======== Quoted passage ========

ICE’s New England public affairs officer did not respond to a request for comment on Thursday.
Pinos told the News that he admires the community’s dedication to the cause.
“I’m always overcome with emotions when I see everyone involved,” he said.
The rally featured speakers affiliated with Unidad Latina en Acción, as well as Pinos’ daughters. The speakers emphasized that families belong together and that the inhumane policies imposed on communities of color should not be upheld.
This is not the first call to action organized by Unidad Latina en Acción in support of Pinos. On Sept. 7, nearly 400 community members rallied on the Green to protest Pinos’ deportations order. The next week, Unidad Latina en Acción — along with other organizations, such as La Casa Cultural at Yale — held a speaker series featuring college- and high school-age female undocumented immigrants.
“Contemplating staying in class over someone’s life is a privilege,” Carson Menkes ’22, a participant in the walkout, said in an interview with the News. “Even after attending the first rally, I knew I wanted to participate again because these issues persist daily. While direct change may not be affected, my action, my presence, shows that people care about Nelson, immigrants and humanity.”
Students from surrounding schools, such as Southern Connecticut State University and Wilbur Cross High School, also walked out of their classrooms on Thursday.
While students took to the streets, some Yale professors tried to accommodate those who wanted to join the protest. Psychology professor Arielle Baskin-Sommers pre-recorded part of her Thursday lecture of “Criminal Minds” — in which nearly 400 students are enrolled — to support students who planned to attend the protest.

======== Supplied material ========

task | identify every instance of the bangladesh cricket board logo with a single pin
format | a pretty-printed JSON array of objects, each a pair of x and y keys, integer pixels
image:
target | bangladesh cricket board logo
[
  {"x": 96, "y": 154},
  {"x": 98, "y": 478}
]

========

Set of tasks
1. In the rally article, how many community members rallied on the Green on Sept. 7?
2. What is the Spanish for this sentence from the rally article: "Students from surrounding schools, such as Southern Connecticut State University and Wilbur Cross High School, also walked out of their classrooms on Thursday."
3. Carry on the rally article past its final sentence.
The listing plays no part in what follows.

Outputs by task
1. Nearly 400.

2. Estudiantes de escuelas cercanas, como la Southern Connecticut State University y la Wilbur Cross High School, también abandonaron sus aulas el jueves.

3.
“My immediate reaction is that it’s wonderful Yale students are engaging in action,” Baskin-Sommers told the News. “My second reaction was, ‘How do I ensure all students are supported?’”
In the past, Unidad Latina en Acción has spoken out against what it sees as weak city policies toward protecting immigrants from deportation. In February, Unidad Latina en Acción collected signatures from New Haven residents, demanding that the city update and strengthen its sanctuary policies. The petition called for the city to extend a sanctuary policy that currently applies only to police to cover all city employees and officials; protect people’s confidential information, including their sexual orientation, immigration status and status as a victim of sexual violence; limit city communication with immigration authorities to only what is required by law; and refuse to use city resources to detain people based on requests by ICE.
The federal Board of Immigration Appeals — the highest administrative body for enforcing immigration laws — has the power to grant an emergency stay of deportation to Pinos, which would allow him to leave the church and argue his case in court. Unidad Latina en Acción member Vanesa Suarez said Pinos’s case is currently at a standstill.
“I’m calling on all students to join me in the walkout to support my dad so he can be free and come home,” Kelly Pinos, one of Nelson Pinos’ three children and a junior at Wilbur Cross High School, said in a Facebook post promoting the event on Wednesday.
Nelson’s three children are all students enrolled in New Haven public schools.